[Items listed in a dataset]
——————
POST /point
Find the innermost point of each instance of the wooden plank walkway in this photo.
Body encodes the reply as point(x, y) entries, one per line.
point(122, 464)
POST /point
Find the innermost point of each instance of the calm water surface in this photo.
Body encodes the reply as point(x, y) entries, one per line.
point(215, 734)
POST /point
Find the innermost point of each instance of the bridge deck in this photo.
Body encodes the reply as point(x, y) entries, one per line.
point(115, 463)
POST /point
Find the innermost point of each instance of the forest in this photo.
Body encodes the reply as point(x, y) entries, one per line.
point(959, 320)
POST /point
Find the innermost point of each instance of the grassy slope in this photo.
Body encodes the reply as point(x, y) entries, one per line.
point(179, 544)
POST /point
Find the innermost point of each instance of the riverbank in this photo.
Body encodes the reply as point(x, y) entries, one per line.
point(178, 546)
——————
Objective: Output every one of the rows above as a numbered list, skipping any blank lines.

Solution for this task:
1. POST /point
2. Find the innermost point of each instance of the wooden plank walkway in this photo.
3. Body encodes the reply as point(x, y) entries, one per line.
4. point(122, 464)
5. POST /point
6. Find the innermost point of each instance of the calm water surface in this photo.
7. Body encodes the reply as point(x, y) entries, one per line.
8. point(215, 734)
9. POST /point
10. Find the innermost point of each instance of the bridge deck in this photo.
11. Body encodes the reply as point(x, y) entries, one per line.
12. point(115, 463)
13. POST /point
14. Find the innermost point of each instance of the forest in this photo.
15. Body encodes the reply as point(x, y) entries, one per line.
16. point(959, 320)
17. POST /point
18. Find the innermost point of each instance of the grassy slope in this photo.
19. Body encodes the reply as point(x, y) entries, one per line.
20. point(179, 544)
21. POST /point
22. Find the innermost point of each instance of the riverbank in this photo.
23. Body encodes the reply as point(x, y) entries, one per line.
24. point(178, 546)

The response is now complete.